**Vorliegender Text:**
/---

Kinder dürfen sich kaum noch austoben

Aus Angst vor Verletzungen dürfen sich Kinder nur selten bewegen – auf Kosten ihrer Entwicklung.

Österreichs Kinder sind überbehütet. Nichts dürfen sie mehr: Klettern ist zu riskant, beim Radfahren könnten sie stürzen und auch die Rutsche im Park birgt manche Gefahr. Eltern sind so sehr auf Sicherheit bedacht, dass sich der Nachwuchs kaum noch austoben kann. Das ist den fürsorglichen Eltern sogar bewusst, wie mehr als 60 Prozent im Rahmen einer Umfrage von meinungsraum.at zugeben.

Es wundert also nicht, dass die Zahl der übergewichtigen Kinder seit 1980 weltweit um mehr als 47 Prozent gestiegen ist. Der Sport-Experte Hans Holdhaus warnt seit Jahren, dass Österreichs Kinder einfachste Übungen wie den Purzelbaum nicht mehr schaffen. Die Folgen seien Koordinationsschwächen, Angst vor Bewegung, Übergewicht, Haltungsschäden. Dabei konnten etliche Studien belegen, dass Kinder, die sich ausreichend bewegen, besser lernen und sich besser entwickeln. Maßnahmen, die Kindern mehr Raum zum Austoben ermöglichen, bleiben bisher jedoch nur Initiativen kleiner Gruppen.

Bedürfnisorientiert

So wie die von Gertraud Höllmüller – sie hat die Umfrage bei meinungsraum.at in Auftrag gegeben und mit SUKi family in Wien-Währing ein Bewegungszentrum gegründet. Es geht auf die Bedürfnisse jeder Altersgruppe ein. Herzstück ist das Bewegungsprogramm für Kinder von drei bis zehn Jahren am Nachmittag. Sie können jederzeit flexibel und ohne Anmeldung einsteigen und werden dort von Sportpädagogen betreut, während die Eltern sich etwa um Erledigungen kümmern können (www.sukifamily.at, Kostenbeitrag ab 6,66€/Stunde).

Auch Höllmüller erlebt oft Eltern, die aus Sorge um die Sicherheit ihrer Kinder Zeit brauchen, bis sie darauf vertrauen, dass ihr Nachwuchs in guten Händen ist. "Eine flexiblere und zugleich gesunde, pädagogisch begleitete Freizeitgestaltung ist in Österreich derzeit nicht zu haben."

Lustbetont

Die Familienverträglichkeit von Bewegungsangeboten ist für den Sportmediziner Georg Fritsch ebenfalls oberstes Kriterium. "Ein Patentrezept gibt es nicht, aber Bewegungsangebote müssen niederschwellig, wohnortnah und zeitlich praktikabel sein. Außerdem müssen sie lustbetont funktionieren."

Beim Wandern gehe es Kindern etwa nicht um den Weg, sondern darum, was unterwegs passiert. "Kinder sind erlebnisorientiert und kennen vieles nicht, was es da alles zu entdecken gibt."

\---

**Bereitgestelltes Material:**
/---

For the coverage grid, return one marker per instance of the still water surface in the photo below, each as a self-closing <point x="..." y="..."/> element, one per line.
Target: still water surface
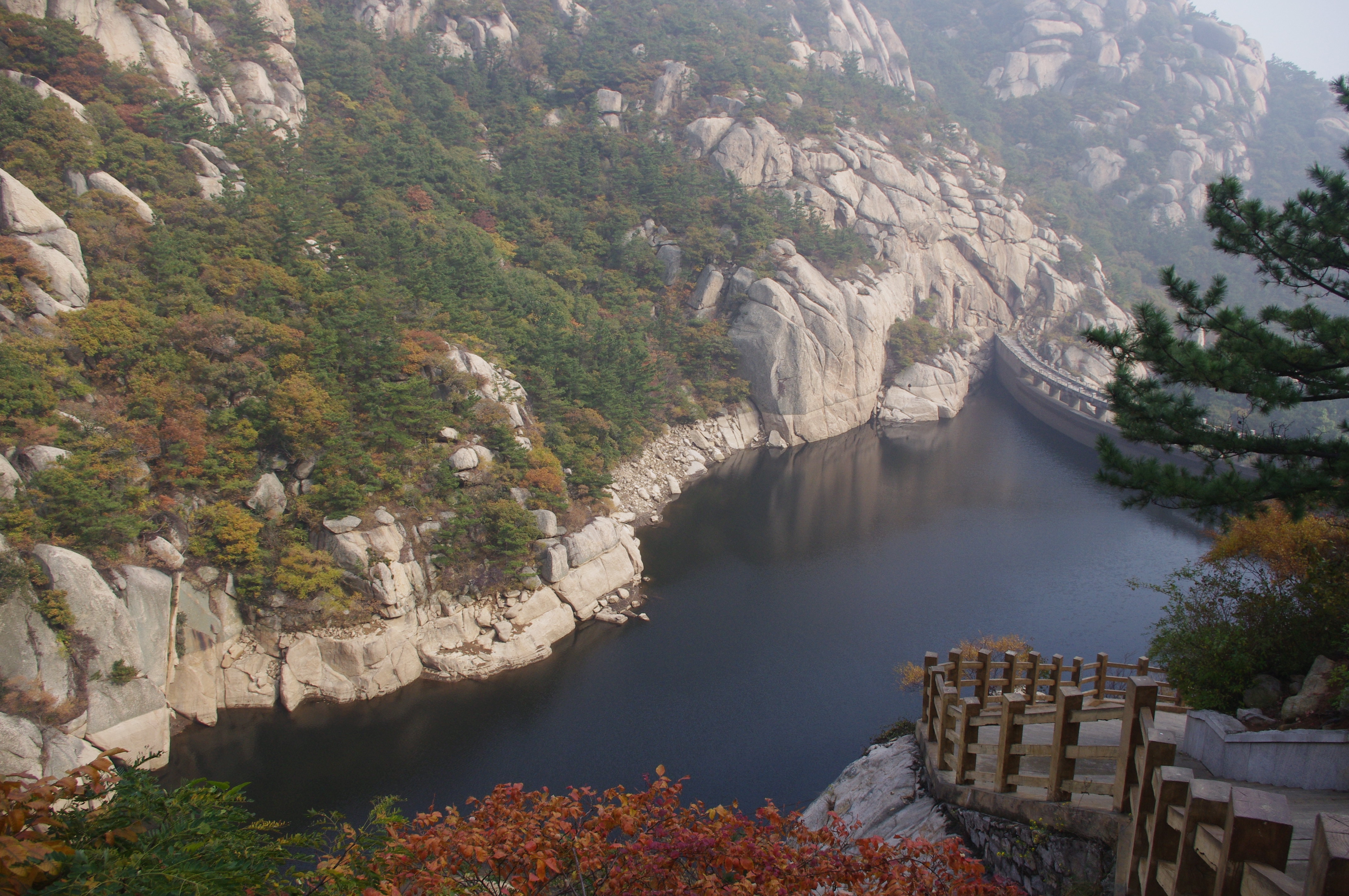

\---

**Aufgaben:**
(1) Erkläre in ein bis drei Sätzen, warum sich Kinder laut dem Text über Bewegung bei Kindern kaum noch austoben können.
(2) Nimm den Text über Bewegung bei Kindern nach seinem letzten Satz wieder auf und schreibe ihn weiter.

**Antworten:**
(1) Die Eltern sind aus Angst vor Verletzungen so sehr auf Sicherheit bedacht, dass sie den Kindern kaum noch etwas erlauben. Klettern gilt als zu riskant, beim Radfahren könnten die Kinder stürzen, und auch die Rutsche im Park birgt manche Gefahr.

(2)
Ein Projekt in Eisenstadt setzt schon im Kindergartenalter an: Beim Pedibus werden die Kindergarten- und Volksschulkinder zu einer nahe gelegenen Station gebracht, wo sie von Erwachsenen abgeholt werden, die mit ihnen den Schulweg zu Fuß gehen. In Salzburg gebe es Schulen, wo es in der Früh vor Schulbeginn Bewegungsprogramm gibt, erzählt Fritsch, der auch einer der Redner beim Sportforum Schladming Ende Mai ist (siehe Info). "Bewusstsein schaffen ist das eine, etwas tun ist das andere."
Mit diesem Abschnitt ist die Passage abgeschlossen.